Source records
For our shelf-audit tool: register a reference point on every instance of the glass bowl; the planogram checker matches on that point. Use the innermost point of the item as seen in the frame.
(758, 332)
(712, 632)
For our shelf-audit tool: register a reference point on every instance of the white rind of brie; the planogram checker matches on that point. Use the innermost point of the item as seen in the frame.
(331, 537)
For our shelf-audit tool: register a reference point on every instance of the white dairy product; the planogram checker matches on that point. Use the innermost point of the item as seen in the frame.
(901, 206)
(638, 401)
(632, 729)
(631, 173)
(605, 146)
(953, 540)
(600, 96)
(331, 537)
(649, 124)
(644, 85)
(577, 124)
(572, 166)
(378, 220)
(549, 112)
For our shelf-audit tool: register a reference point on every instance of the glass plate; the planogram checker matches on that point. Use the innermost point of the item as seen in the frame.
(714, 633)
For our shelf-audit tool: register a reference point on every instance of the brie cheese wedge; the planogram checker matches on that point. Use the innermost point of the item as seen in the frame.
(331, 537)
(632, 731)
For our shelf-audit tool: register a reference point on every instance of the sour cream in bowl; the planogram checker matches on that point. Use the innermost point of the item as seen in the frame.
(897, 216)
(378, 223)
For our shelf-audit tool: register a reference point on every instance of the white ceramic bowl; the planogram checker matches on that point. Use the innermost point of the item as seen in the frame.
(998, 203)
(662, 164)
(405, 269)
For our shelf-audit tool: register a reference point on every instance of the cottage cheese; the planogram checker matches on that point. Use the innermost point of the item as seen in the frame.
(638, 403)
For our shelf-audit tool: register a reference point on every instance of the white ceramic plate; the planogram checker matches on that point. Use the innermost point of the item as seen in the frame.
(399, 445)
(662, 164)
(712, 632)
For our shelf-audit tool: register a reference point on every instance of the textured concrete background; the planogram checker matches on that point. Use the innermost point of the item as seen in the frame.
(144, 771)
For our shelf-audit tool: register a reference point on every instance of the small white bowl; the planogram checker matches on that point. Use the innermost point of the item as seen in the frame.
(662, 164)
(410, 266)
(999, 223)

--

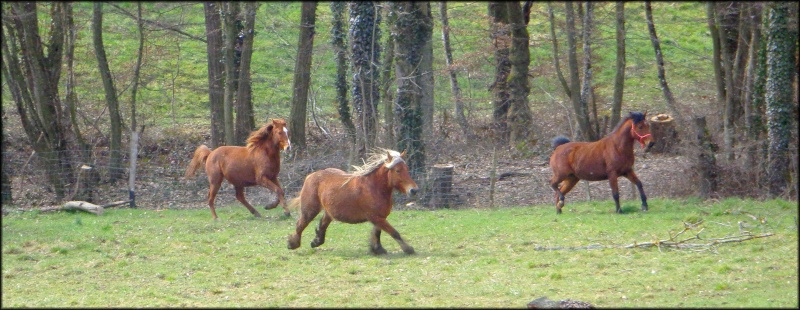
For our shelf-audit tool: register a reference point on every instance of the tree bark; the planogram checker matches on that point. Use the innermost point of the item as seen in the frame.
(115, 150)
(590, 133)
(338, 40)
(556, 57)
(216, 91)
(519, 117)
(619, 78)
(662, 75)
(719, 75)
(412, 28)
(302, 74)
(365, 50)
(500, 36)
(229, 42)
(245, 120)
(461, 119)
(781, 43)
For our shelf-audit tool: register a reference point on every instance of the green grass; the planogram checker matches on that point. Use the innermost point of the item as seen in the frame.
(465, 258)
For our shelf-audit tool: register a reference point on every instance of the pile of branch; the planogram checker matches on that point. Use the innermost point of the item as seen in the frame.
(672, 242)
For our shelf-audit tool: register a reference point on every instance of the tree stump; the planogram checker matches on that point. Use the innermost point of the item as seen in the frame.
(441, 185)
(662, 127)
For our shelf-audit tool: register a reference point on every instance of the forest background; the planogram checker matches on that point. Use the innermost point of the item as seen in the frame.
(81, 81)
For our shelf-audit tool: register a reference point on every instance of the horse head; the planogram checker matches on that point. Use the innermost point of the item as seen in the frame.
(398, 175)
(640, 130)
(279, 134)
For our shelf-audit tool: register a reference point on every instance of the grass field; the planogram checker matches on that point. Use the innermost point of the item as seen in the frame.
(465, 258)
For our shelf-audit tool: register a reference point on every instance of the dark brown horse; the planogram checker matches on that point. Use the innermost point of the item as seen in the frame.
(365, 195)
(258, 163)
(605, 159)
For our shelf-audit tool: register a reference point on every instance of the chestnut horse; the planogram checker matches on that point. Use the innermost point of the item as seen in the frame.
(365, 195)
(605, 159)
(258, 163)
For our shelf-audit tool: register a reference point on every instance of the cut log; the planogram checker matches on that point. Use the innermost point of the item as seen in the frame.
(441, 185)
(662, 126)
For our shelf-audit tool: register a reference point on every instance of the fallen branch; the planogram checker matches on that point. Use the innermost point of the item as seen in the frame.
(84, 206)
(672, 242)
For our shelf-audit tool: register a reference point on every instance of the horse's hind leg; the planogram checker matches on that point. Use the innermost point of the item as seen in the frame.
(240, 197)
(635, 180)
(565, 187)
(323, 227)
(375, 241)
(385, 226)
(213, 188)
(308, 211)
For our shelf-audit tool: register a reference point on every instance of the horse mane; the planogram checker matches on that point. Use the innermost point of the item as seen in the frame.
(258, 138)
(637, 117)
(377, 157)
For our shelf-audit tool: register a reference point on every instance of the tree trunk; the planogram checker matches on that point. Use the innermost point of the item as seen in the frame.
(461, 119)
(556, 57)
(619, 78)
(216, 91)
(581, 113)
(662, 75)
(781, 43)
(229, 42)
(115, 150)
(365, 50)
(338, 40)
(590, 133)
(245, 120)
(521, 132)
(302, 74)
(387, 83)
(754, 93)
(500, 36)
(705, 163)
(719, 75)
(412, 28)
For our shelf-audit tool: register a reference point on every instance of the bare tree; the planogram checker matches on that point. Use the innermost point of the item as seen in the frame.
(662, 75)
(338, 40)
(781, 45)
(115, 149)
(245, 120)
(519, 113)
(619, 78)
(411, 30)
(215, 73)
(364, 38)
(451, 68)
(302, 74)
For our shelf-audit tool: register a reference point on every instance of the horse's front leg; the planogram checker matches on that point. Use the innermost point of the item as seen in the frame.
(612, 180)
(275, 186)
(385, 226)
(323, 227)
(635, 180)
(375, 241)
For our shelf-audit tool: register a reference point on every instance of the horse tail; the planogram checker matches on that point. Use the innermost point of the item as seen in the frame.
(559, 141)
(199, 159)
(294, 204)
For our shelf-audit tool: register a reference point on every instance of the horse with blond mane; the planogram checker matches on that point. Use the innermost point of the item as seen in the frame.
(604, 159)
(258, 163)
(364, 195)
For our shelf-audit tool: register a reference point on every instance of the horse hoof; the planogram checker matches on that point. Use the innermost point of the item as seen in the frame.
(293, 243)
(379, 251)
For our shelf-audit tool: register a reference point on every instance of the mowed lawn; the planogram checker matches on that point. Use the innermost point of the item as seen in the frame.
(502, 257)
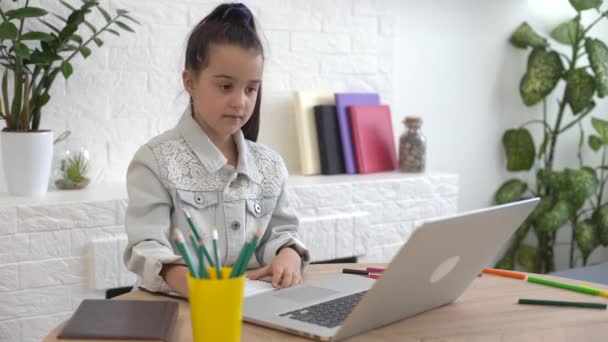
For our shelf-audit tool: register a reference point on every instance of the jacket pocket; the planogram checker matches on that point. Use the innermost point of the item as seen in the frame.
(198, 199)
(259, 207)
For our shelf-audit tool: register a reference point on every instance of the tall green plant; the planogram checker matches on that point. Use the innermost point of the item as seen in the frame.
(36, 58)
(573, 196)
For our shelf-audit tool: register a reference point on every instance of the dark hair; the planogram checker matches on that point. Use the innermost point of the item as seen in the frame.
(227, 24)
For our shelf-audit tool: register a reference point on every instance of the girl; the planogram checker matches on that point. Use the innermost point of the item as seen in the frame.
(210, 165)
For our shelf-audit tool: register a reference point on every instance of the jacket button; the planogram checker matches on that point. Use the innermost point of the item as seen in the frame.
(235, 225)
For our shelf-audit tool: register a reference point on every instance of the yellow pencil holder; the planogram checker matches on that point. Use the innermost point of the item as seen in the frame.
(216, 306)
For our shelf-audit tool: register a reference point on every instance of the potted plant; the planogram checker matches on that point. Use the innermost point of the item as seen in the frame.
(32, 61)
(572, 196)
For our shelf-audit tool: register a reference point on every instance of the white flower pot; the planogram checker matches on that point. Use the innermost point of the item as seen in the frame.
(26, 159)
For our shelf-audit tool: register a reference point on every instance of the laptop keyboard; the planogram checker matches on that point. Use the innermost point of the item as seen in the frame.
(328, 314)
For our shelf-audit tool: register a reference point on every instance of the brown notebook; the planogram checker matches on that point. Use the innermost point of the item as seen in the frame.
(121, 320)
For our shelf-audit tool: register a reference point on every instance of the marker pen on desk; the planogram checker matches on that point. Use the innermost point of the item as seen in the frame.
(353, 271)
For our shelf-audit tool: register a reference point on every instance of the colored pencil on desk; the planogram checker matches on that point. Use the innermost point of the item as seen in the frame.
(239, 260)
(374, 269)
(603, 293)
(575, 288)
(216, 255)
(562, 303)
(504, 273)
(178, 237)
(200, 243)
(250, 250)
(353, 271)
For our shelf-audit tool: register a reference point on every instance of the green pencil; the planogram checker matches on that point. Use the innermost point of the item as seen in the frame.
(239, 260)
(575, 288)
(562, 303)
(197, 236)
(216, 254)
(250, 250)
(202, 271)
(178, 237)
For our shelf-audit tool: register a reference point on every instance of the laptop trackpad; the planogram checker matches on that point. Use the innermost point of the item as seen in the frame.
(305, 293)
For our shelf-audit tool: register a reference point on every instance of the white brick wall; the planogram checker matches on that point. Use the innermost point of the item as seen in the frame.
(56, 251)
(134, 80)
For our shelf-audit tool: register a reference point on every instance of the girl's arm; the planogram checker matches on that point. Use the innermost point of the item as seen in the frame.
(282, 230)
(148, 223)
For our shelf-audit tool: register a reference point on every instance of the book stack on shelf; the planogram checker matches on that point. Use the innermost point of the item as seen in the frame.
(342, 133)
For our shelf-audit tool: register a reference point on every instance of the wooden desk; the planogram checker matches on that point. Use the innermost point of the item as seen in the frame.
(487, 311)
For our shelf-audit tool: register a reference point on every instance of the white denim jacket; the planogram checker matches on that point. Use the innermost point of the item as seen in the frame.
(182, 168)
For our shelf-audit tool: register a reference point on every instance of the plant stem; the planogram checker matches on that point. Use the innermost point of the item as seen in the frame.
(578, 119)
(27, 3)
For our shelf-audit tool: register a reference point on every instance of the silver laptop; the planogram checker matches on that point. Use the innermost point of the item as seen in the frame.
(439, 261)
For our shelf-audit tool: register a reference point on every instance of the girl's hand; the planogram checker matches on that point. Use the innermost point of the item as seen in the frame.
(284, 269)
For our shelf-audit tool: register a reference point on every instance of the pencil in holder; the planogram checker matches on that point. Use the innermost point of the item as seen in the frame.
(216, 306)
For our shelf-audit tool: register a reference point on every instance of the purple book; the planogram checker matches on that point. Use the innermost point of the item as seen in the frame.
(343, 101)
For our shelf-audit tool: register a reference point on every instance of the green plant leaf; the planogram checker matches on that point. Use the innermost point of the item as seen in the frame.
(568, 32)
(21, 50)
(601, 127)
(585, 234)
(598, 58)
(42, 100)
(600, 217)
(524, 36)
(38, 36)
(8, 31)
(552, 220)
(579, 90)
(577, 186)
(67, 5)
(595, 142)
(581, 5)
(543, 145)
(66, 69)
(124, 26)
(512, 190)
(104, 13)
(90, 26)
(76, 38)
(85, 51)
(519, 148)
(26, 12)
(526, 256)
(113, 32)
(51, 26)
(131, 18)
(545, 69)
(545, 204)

What you should do =
Pull out every row above that contains the word "bowl", treating uppercase and lowercase as different.

Exercise response =
For our shelf-audit tool: register a reference point on every instance of the glass bowl; the planogram checker matches on that point. Use the innermost point of the item as seen in the frame.
For our shelf-audit tool: register a reference point on every instance of the sour cream in bowl; the planogram checker matches on that point. Use the innermost point of the item as seen in the frame.
For our shelf-audit tool: register a reference point on every instance of the white ceramic bowl; the planogram checker matches on that point. Use the innermost point of the item as seen in the frame.
For our shelf-audit tool: register a reference point on every instance of the small white bowl; the planogram checker matches on that point. Use the innermost point of the item as seen in the frame.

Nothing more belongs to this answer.